[Rows from a pointing dataset]

- - - -

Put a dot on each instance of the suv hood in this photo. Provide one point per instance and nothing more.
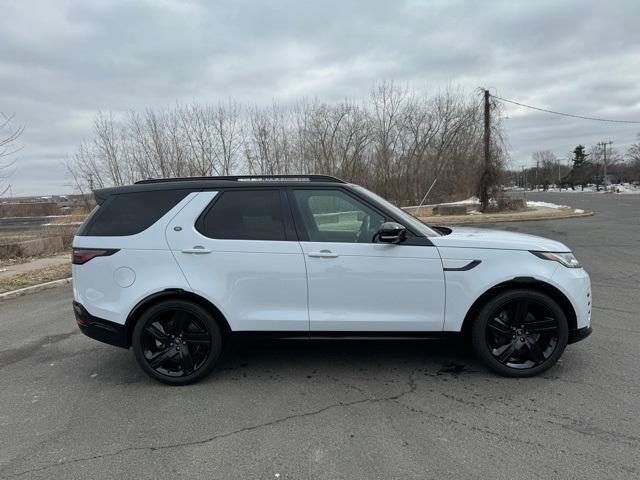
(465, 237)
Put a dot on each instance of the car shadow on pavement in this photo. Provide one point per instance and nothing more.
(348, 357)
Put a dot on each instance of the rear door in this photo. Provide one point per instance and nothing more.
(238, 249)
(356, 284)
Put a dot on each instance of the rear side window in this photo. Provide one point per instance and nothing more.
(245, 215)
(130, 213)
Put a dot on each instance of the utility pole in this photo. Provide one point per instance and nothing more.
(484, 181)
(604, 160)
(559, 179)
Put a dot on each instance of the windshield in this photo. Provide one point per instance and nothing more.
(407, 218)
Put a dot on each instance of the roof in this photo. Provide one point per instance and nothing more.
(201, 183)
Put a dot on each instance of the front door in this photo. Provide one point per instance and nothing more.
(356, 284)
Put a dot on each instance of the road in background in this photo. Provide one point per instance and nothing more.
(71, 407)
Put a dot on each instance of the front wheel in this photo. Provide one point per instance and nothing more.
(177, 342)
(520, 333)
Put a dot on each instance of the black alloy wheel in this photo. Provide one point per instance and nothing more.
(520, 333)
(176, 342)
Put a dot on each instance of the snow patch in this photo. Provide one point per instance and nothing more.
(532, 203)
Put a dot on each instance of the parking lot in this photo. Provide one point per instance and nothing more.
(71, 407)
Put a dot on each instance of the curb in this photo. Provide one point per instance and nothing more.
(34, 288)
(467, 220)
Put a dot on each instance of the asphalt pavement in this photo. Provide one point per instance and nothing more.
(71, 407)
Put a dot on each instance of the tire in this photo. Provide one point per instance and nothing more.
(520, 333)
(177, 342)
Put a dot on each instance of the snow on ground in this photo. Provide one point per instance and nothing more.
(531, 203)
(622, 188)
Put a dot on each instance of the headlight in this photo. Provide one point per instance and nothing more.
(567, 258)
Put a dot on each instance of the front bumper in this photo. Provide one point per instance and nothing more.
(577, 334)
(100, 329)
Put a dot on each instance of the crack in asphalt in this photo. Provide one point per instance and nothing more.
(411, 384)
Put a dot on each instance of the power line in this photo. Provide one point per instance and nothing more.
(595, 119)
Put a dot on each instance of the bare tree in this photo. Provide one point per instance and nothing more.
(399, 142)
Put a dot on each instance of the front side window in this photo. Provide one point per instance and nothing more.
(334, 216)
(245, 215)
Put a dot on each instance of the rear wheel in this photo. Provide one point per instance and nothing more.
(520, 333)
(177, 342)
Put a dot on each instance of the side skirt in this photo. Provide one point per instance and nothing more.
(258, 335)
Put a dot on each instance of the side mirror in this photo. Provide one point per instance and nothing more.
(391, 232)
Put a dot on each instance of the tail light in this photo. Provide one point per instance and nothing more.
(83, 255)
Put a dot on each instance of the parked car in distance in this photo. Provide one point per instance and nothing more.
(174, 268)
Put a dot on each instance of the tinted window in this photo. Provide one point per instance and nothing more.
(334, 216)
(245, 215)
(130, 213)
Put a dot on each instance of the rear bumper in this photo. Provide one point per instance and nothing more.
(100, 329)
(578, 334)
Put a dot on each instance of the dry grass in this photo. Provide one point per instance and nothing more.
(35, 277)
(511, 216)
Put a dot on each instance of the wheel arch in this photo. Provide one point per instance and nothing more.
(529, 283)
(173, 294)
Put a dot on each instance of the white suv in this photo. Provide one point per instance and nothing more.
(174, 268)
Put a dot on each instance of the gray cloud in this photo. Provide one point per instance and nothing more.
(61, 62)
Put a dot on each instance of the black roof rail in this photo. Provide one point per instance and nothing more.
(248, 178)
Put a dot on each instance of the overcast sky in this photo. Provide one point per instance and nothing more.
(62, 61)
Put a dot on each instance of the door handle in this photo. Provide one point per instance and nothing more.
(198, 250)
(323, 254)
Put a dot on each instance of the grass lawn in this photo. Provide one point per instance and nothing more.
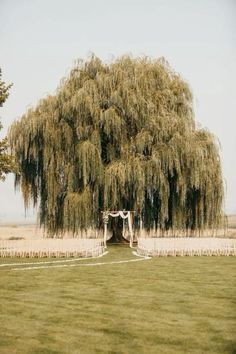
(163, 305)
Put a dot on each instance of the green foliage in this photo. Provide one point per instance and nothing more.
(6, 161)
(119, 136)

- - - -

* [What is asked]: Copy all the entries word for word. Omit any pictures.

* [Solution for this problem]:
Put a dot on each instance of the suv hood in this photo. Provide one point per instance and nothing more.
(465, 237)
Put a dot on each instance of the car shadow on pavement in this photo. Provide one point per instance and nothing more.
(348, 357)
Put a dot on each instance of the rear door in this photo. Provide one point per instance and nothing more.
(238, 249)
(356, 284)
Put a dot on each instance of the rear side window in this photo. Provide one point per instance and nothing more.
(245, 215)
(130, 213)
Put a dot on each instance of the utility pole in this photo. Provide one point per instance and nothing more.
(484, 181)
(604, 160)
(559, 179)
Put a dot on each instance of the windshield in this photo. Provide one point per instance and nothing more.
(407, 218)
Put a dot on each instance of the roof in this photo. Provide one point per instance and nothing more.
(201, 183)
Put a dot on each instance of the front door in this photo. Provide one point per instance and nothing more.
(356, 284)
Put a dot on each instance of the road in background in this photo. Provide one point per instance and nothing more.
(71, 407)
Put a dot on each instance of the front wheel in this photo. Provide one point per instance and nothing more.
(177, 342)
(520, 333)
Put a dot on each instance of the black alloy wheel in this photo. Provide one point per instance and nothing more.
(520, 333)
(176, 342)
Put a dot on each instance of the snow patch in this photo. Provide one point per instance and nothing more.
(532, 203)
Put a dot on each instance of the parking lot in this photo. Provide one point per instance and nothing more.
(71, 407)
Put a dot on each instance of the curb in this photo. Provide one point per instance and nothing more.
(34, 288)
(467, 220)
Put a dot on each instance of the asphalt pavement in this photo. Provide one point per instance and nothing more.
(71, 407)
Put a dot on each instance of the tire in this photo. Provide one point per instance and nothing more.
(520, 333)
(177, 342)
Put a dot on each instance of the snow on ground in this photo. Provide one point per instance and nothing more.
(531, 203)
(622, 188)
Put a dot on each instance of the headlight in this photo. Provide one point per instance and nothing more.
(567, 258)
Put a dot on each instance of the front bumper in this photo. Provide one point per instance and nothing more.
(577, 334)
(100, 329)
Put a dot on each instance of the crack in asphalt in this photo. Provide one point per instance and nothing more.
(411, 384)
Put a dot on each instance of the power line in this photo. Provide one point per instance and nothing more.
(595, 119)
Put a dot on each instance of the bare tree in this photo. Provide one point per instance and nothing more.
(399, 142)
Put a dot on each instance of the front side window in this photo. Provide one point per instance and nothing more.
(334, 216)
(245, 215)
Put a dot on each instance of the rear wheel in this photo. Provide one point per instance and nothing more.
(520, 333)
(177, 342)
Put a dot on each instance of the side skirt in this photo. Provide one point per instance and nothing more.
(258, 335)
Put a dot on each instance of the side mirror in this photo. Provide one point per instance and nothing more.
(391, 232)
Put a dot on each instance of the tail light in this photo. Provide one point per instance and nothing more.
(83, 255)
Put a dot on each instance of the parked car in distance in this photo. Provide one point per instance and nothing more.
(174, 268)
Put a dot on each instance of the tinted window in this photo. Provide one point per instance and nothing more.
(334, 216)
(245, 215)
(130, 213)
Put a dot on each instance of the rear bumper in this photo. Provide one point per instance and nothing more.
(100, 329)
(578, 334)
Put a dot on each instance of the dry grass in this photo. Provide one point per instance and nothing more.
(35, 277)
(511, 216)
Put a dot on each instance of the wheel arch in this photo. Provide one point per instance and nothing more.
(529, 283)
(173, 294)
Put a dot on each instance of the white suv in this photo. Provide one point per instance and nothing more.
(174, 268)
Put a dot on each instance of the gray cloud in this photo. Provide one point per instance and nothing more.
(61, 62)
Put a dot on each instance of the black roof rail in this photo. Provide one point per instance and nothing more.
(248, 178)
Put a dot on each instance of the overcast sky in this photo. Provide one point per instance and nothing more.
(62, 61)
Put a dot on each instance of the door handle in this photo. Provide one point per instance and nothing more.
(198, 250)
(323, 254)
Put a dot on each instance of the grass lawn in this photo. Provide one point per instance and nothing more.
(163, 305)
Put a dot on each instance of the green foliage in this photo. Provide one point per instance and nothing more.
(6, 161)
(119, 136)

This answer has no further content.